### [STORED DATA]
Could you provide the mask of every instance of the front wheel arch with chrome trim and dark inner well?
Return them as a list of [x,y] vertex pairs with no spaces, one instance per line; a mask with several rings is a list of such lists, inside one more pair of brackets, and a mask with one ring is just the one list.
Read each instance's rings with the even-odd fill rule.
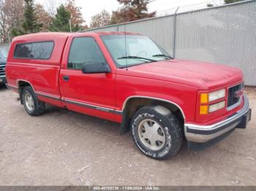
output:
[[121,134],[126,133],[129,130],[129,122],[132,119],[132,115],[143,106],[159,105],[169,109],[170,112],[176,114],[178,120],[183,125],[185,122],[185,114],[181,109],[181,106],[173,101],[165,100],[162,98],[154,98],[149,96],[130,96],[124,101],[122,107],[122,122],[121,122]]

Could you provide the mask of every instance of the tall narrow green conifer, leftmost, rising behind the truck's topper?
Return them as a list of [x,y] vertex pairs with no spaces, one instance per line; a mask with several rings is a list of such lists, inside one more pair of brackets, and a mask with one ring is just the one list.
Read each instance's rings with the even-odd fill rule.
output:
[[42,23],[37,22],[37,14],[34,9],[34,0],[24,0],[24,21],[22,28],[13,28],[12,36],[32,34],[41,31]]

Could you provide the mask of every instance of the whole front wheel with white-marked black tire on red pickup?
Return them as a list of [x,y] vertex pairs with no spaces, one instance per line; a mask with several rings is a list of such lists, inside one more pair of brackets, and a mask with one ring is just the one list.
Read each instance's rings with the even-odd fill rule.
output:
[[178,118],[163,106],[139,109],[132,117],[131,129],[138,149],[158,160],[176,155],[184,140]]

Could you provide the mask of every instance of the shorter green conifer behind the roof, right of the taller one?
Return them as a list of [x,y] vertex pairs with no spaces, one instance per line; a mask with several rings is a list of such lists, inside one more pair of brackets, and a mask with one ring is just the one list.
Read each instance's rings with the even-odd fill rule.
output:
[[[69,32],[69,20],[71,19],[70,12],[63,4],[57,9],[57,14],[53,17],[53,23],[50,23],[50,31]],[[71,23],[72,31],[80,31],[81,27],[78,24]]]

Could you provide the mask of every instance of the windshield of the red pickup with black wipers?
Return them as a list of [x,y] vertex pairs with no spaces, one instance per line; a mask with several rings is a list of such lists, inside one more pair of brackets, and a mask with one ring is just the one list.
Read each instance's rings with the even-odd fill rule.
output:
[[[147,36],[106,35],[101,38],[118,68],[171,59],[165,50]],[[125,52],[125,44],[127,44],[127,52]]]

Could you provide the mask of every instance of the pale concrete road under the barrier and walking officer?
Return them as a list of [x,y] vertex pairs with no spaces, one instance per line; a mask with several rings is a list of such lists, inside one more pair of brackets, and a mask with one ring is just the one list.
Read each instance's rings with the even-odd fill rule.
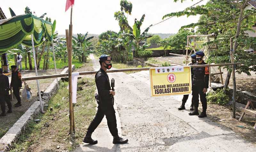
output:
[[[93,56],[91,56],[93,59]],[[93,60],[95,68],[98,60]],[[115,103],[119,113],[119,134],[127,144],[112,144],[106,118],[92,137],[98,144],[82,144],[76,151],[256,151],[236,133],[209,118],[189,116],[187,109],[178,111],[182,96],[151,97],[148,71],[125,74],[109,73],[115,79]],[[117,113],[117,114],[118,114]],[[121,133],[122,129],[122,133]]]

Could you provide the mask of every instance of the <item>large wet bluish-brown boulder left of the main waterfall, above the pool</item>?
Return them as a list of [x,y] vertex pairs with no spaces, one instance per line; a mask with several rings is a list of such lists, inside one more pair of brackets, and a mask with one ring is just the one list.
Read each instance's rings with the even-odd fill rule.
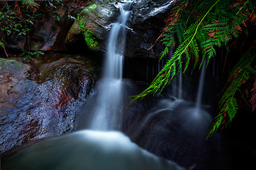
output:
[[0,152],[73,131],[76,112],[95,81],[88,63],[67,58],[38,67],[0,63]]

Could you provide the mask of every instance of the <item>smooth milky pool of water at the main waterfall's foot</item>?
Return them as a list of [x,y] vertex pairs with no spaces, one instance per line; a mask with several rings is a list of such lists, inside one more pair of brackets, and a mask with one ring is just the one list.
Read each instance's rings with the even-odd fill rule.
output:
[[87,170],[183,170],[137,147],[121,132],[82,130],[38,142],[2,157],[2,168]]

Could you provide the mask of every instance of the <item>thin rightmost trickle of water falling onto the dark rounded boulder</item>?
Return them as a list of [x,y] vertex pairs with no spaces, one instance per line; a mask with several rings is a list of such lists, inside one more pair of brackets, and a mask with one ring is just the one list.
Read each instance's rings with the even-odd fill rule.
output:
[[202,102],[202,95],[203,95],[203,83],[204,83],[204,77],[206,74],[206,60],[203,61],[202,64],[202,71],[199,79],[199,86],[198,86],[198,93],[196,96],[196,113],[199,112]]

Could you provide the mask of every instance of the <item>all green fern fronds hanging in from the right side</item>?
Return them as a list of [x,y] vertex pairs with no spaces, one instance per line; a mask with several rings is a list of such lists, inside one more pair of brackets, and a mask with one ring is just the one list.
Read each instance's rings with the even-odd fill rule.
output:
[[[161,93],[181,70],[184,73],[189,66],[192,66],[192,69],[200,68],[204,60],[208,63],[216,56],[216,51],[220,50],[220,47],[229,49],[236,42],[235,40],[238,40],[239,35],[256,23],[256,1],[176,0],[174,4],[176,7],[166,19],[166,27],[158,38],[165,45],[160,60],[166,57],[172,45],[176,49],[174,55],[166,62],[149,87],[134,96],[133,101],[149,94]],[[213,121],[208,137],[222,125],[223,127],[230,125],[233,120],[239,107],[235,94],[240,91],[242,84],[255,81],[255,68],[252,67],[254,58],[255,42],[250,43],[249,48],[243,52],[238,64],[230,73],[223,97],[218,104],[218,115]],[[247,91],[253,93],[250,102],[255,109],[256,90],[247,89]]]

### [TASK DIRECTIONS]
The entries above must be output exactly, with every image left out.

### [SOLUTION TO THIS EXERCISE]
Could you provide the mask of every instance of the front wheel arch with chrome trim and dark inner well?
Return them as a list of [x,y] vertex pairs with no spaces, one instance per line; a mask with several rings is a list of such lists, inside one more pair of brackets, and a mask with one ring is just the one list.
Read each instance's rings with the even-odd fill rule.
output:
[[121,134],[126,133],[129,130],[129,122],[132,119],[132,115],[143,106],[159,105],[169,109],[170,112],[176,114],[178,120],[183,125],[185,122],[185,114],[181,109],[181,106],[173,101],[165,100],[162,98],[154,98],[149,96],[130,96],[124,101],[122,107],[122,122],[121,122]]

Could you provide the mask of every instance of the tall narrow green conifer, leftmost, rising behind the truck's topper?
Return them as a list of [x,y] vertex pairs with no spaces, one instance per line; a mask with several rings is a list of such lists, inside one more pair of brackets, and a mask with one ring is just the one list.
Read each instance's rings with the even-odd fill rule.
output:
[[42,23],[37,22],[37,14],[34,9],[34,0],[24,0],[24,21],[22,28],[13,28],[12,36],[32,34],[41,31]]

Could you provide the mask of every instance of the whole front wheel with white-marked black tire on red pickup?
Return them as a list of [x,y] vertex pairs with no spaces, one instance per line; a mask with several rings is a list of such lists, inside one more pair of brackets, and a mask with one ring is just the one list.
Read each instance's rings with the even-odd fill rule.
output:
[[178,118],[163,106],[139,109],[132,117],[131,129],[138,149],[158,160],[176,155],[184,140]]

Could you provide the mask of every instance of the shorter green conifer behind the roof, right of the taller one?
Return them as a list of [x,y] vertex pairs with no spaces, one instance per line; a mask with several rings is a list of such lists, inside one more pair of brackets, and a mask with one ring is just the one list.
Read each instance's rings with the even-odd fill rule.
output:
[[[69,32],[69,20],[71,19],[70,12],[63,4],[57,9],[57,14],[53,17],[53,23],[50,23],[50,31]],[[71,23],[72,31],[80,31],[81,27],[78,24]]]

Could you provide the mask of every instance of the windshield of the red pickup with black wipers?
Return them as a list of [x,y] vertex pairs with no spaces, one instance per line; a mask with several rings is a list of such lists, inside one more pair of brackets, and a mask with one ring is just the one list.
Read each instance's rings with the even-odd fill rule.
output:
[[[147,36],[106,35],[101,38],[118,68],[171,59],[165,50]],[[125,52],[125,44],[127,44],[127,52]]]

Could you provide the mask of every instance of the pale concrete road under the barrier and walking officer?
Return them as a list of [x,y] vertex pairs with no spaces, one instance per line; a mask with several rings is a list of such lists, inside one more pair of brackets, and a mask with one ring is just the one list.
Read each instance's rings with the even-odd fill rule.
output:
[[[93,56],[91,56],[93,59]],[[93,60],[95,68],[98,60]],[[115,103],[119,113],[119,134],[127,144],[112,144],[106,118],[92,137],[98,144],[82,144],[76,151],[256,151],[236,133],[209,118],[189,116],[187,109],[178,111],[182,96],[151,97],[148,71],[125,74],[109,73],[115,79]],[[117,113],[117,114],[118,114]],[[121,133],[122,129],[122,133]]]

Could you provide the mask of every instance of the <item>large wet bluish-brown boulder left of the main waterfall, above the pool</item>?
Return them as a list of [x,y] vertex pairs with no spaces, one instance per line; a mask with several rings is a list of such lists, inside one more pair of brackets, and a mask with one ring is just the one list.
Read each instance's rings with the even-odd fill rule.
output:
[[0,152],[73,131],[76,112],[95,81],[88,63],[67,58],[38,67],[0,63]]

Could you provide the mask of every instance of the <item>smooth milky pool of water at the main waterfall's foot</item>?
Return them as a list of [x,y] vertex pairs with no spaces, one instance per line; a mask with several rings is a list of such lists, inside one more pair of brackets, and a mask with one ring is just the one list.
Read each instance's rings with the even-odd fill rule.
output:
[[87,170],[183,170],[137,147],[121,132],[82,130],[38,142],[2,157],[2,168]]

Could you provide the mask of every instance of the <item>thin rightmost trickle of water falling onto the dark rounded boulder</item>?
Return them as a list of [x,y] vertex pairs with no spaces, one instance per line; a mask with several rings is a list of such lists, inside one more pair of brackets, and a mask with one ring is just the one list.
Read each instance's rings with the even-odd fill rule.
output:
[[202,102],[202,95],[203,95],[203,83],[204,83],[204,77],[206,74],[206,60],[203,61],[202,64],[202,71],[199,79],[199,86],[198,86],[198,93],[196,96],[196,113],[199,112]]

Could you provide the mask of every instance of the <item>all green fern fronds hanging in from the right side</item>?
Return them as a list of [x,y] vertex pairs with no spaces, one instance per line; a mask with several rings is a list of such lists, inside one more pair of brackets, and a mask with one ring is just the one list.
Read each instance's rings with the even-odd fill rule.
output:
[[[161,93],[181,70],[184,73],[189,66],[192,66],[192,69],[200,68],[204,60],[208,63],[216,56],[216,51],[220,50],[220,47],[229,49],[236,42],[235,40],[238,40],[239,35],[256,23],[256,1],[176,0],[174,4],[176,7],[166,19],[166,27],[158,38],[165,45],[160,60],[166,57],[172,45],[176,49],[174,55],[166,62],[149,87],[134,96],[133,101],[149,94]],[[213,121],[208,137],[222,125],[223,127],[230,125],[233,120],[239,107],[235,94],[240,91],[242,84],[255,81],[255,68],[252,67],[254,58],[255,42],[250,43],[249,48],[243,52],[238,64],[230,73],[223,97],[218,104],[218,115]],[[247,91],[253,93],[250,102],[255,109],[256,90],[247,89]]]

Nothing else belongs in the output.